(Bounding-box records)
-- -- --
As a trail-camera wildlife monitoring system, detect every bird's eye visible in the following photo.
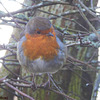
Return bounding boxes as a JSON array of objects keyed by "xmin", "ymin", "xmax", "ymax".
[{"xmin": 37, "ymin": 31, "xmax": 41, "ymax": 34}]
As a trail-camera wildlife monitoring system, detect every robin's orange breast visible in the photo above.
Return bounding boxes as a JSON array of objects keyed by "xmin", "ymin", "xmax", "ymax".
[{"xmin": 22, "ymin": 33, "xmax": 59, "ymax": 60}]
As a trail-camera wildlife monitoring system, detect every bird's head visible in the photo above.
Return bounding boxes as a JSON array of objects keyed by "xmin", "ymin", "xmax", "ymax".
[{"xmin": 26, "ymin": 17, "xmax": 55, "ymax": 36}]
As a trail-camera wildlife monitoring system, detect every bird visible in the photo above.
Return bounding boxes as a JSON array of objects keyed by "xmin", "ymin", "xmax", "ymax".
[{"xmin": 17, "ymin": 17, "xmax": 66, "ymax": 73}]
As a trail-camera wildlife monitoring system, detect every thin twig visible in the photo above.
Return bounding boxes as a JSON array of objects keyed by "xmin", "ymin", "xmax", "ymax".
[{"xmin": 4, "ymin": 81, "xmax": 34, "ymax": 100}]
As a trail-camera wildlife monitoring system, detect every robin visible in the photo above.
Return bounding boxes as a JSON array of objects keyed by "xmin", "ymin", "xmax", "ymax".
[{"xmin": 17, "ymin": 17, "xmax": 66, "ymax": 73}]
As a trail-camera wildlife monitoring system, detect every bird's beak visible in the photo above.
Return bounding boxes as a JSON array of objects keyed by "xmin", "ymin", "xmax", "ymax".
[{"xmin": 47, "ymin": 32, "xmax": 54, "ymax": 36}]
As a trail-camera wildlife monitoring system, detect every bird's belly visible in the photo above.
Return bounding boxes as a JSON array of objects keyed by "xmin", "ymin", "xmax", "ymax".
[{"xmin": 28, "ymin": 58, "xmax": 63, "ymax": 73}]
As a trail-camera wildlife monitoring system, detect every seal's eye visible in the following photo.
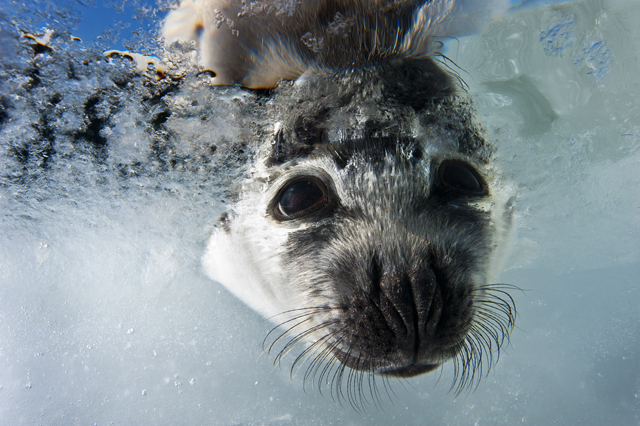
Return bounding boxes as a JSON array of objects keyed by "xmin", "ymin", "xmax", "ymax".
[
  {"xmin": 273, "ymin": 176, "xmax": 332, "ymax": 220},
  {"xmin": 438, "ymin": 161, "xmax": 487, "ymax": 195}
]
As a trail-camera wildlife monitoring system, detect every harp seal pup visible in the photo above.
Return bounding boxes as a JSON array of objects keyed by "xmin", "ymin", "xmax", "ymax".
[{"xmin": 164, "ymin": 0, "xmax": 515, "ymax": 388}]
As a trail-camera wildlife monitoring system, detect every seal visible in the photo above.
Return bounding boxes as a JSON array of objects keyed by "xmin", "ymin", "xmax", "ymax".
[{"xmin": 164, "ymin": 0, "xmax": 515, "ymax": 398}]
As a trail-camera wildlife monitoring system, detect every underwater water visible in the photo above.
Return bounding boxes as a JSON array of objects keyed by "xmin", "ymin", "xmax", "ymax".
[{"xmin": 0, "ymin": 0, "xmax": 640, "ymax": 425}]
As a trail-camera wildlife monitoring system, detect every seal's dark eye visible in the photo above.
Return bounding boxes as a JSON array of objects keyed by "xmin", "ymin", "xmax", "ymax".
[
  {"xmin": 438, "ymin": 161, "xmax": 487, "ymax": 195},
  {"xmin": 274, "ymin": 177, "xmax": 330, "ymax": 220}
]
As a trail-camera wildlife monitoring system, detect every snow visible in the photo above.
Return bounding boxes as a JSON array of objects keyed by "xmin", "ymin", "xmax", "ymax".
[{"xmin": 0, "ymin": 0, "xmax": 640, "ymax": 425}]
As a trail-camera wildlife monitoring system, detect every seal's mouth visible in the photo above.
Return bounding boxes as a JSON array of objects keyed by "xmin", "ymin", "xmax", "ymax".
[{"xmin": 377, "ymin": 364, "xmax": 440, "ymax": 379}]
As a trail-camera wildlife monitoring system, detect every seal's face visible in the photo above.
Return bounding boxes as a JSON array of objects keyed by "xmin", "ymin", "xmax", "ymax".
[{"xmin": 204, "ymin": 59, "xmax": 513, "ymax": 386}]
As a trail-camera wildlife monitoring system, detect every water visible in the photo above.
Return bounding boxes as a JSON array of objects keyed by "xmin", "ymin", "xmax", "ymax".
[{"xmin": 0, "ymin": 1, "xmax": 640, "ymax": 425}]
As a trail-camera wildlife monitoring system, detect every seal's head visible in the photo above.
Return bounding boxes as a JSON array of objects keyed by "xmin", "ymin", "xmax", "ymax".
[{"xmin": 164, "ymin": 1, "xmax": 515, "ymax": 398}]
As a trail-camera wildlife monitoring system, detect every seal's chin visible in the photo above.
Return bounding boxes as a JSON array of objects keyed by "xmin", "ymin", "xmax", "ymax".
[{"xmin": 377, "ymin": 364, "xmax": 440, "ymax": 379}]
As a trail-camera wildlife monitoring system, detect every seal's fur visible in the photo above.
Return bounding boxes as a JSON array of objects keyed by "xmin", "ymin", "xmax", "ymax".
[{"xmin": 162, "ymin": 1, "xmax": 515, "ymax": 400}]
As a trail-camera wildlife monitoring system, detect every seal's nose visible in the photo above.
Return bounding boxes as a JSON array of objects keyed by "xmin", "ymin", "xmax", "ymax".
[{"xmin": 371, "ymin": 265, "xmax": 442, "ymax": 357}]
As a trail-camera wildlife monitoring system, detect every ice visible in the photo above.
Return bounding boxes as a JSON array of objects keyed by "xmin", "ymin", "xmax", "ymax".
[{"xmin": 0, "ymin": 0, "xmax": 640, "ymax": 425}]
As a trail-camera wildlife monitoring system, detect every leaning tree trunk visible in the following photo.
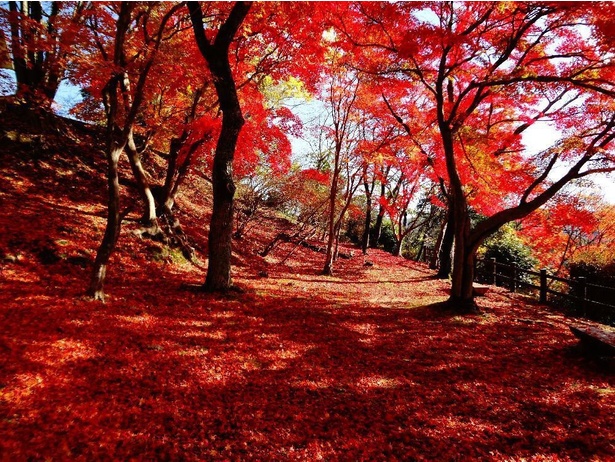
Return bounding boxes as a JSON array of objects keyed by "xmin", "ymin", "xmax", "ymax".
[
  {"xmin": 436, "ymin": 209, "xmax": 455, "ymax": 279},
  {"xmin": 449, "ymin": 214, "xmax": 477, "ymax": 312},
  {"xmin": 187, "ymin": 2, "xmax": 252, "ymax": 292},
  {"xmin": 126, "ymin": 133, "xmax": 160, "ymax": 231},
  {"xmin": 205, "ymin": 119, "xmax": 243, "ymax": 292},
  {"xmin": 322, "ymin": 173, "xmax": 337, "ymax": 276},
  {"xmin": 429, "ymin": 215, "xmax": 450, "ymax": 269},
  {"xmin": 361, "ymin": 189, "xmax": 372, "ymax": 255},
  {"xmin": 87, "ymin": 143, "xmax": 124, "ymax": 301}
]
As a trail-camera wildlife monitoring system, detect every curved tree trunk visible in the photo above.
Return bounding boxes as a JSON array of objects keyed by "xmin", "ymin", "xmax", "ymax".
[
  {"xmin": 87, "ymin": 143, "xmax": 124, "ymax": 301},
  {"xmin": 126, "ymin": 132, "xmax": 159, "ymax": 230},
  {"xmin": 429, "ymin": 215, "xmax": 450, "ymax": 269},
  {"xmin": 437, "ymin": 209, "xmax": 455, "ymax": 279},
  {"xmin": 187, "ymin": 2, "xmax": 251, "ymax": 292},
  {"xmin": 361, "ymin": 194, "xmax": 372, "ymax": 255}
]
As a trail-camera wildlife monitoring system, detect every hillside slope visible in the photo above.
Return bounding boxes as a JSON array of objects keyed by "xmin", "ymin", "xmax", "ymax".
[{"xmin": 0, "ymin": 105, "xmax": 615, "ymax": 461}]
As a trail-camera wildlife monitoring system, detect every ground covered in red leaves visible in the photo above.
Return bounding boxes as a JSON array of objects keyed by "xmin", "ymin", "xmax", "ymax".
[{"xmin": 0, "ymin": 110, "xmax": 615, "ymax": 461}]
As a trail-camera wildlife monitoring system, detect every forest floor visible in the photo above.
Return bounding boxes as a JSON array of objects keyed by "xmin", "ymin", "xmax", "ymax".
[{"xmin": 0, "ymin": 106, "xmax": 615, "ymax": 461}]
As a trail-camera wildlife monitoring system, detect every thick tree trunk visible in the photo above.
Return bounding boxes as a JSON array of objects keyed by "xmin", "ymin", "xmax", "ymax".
-- -- --
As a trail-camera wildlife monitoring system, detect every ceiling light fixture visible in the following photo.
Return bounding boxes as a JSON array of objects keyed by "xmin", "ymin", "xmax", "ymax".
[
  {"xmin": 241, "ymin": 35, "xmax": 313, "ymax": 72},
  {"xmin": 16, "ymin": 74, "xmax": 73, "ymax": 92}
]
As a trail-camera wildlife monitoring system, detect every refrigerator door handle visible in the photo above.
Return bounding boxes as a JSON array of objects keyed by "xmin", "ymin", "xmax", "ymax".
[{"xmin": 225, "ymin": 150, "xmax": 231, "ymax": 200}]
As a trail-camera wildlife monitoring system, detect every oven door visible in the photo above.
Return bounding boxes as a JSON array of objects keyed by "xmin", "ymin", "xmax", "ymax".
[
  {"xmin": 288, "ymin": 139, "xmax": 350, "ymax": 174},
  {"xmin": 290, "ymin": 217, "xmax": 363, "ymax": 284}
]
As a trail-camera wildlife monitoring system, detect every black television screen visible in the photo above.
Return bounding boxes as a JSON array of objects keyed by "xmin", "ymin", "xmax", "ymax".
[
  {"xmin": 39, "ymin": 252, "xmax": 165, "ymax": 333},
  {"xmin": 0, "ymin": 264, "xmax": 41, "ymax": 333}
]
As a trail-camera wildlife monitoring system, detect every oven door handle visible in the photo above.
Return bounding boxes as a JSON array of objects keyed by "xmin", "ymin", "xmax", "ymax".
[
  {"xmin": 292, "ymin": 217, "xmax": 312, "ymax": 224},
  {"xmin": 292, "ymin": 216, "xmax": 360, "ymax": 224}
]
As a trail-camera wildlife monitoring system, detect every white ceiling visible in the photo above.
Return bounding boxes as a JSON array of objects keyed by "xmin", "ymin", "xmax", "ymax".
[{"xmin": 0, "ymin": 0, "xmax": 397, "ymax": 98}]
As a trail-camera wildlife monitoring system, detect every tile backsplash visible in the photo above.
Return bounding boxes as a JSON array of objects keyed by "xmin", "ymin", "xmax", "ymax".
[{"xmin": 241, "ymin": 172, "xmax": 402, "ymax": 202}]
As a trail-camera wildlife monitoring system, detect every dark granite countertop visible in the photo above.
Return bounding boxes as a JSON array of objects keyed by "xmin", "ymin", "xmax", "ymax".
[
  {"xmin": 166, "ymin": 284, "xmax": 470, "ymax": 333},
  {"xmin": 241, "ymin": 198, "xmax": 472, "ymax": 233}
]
-- -- --
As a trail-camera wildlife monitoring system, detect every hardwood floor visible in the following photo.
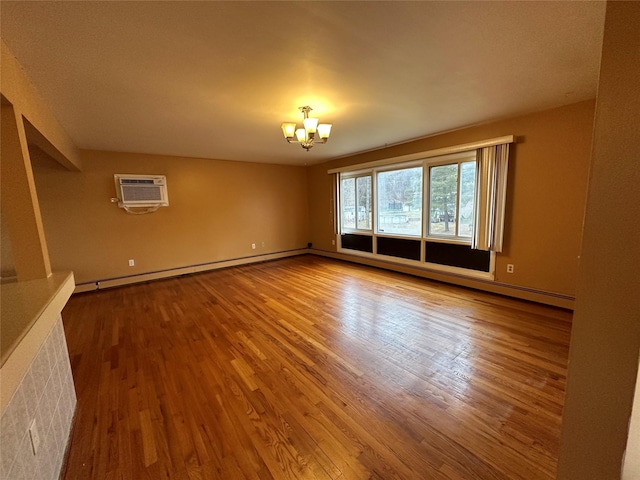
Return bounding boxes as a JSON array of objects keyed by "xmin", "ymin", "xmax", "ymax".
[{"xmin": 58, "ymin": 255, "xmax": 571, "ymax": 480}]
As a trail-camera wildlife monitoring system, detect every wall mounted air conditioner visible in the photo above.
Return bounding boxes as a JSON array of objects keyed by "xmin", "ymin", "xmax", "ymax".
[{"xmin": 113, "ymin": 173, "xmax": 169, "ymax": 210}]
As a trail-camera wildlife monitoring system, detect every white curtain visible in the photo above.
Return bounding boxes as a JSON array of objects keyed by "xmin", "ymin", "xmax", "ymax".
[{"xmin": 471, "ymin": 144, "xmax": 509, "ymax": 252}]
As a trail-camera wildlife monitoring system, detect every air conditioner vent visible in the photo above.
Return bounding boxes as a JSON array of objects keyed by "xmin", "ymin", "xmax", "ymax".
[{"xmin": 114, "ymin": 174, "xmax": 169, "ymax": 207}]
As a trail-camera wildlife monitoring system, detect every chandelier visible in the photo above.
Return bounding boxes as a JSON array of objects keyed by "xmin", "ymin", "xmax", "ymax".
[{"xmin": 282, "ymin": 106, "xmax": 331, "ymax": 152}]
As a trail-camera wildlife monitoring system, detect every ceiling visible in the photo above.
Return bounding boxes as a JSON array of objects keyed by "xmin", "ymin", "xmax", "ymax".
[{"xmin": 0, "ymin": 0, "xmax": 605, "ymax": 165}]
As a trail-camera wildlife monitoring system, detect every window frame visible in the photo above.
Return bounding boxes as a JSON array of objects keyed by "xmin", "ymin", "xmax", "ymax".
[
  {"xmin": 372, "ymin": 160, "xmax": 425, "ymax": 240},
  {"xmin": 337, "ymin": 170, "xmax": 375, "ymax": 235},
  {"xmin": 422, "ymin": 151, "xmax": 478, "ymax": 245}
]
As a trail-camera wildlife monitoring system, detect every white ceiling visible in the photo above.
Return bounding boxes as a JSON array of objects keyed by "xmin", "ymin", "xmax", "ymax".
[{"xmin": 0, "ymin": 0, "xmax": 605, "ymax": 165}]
-- -- --
Locate each line in the data above that contains the string "ceiling", and copy those lines. The match is case-sensitive.

As a trail-camera wildlife monitoring system, detect every ceiling light fixture visible in the following photo.
As a trail-camera wildlife monitoring system, detect every white ceiling visible in the photo above.
As a trail-camera wildlife monitoring system, detect every ceiling visible in the photo above.
As a trail-camera wildlife monitoring system, detect every white ceiling visible in the photo above.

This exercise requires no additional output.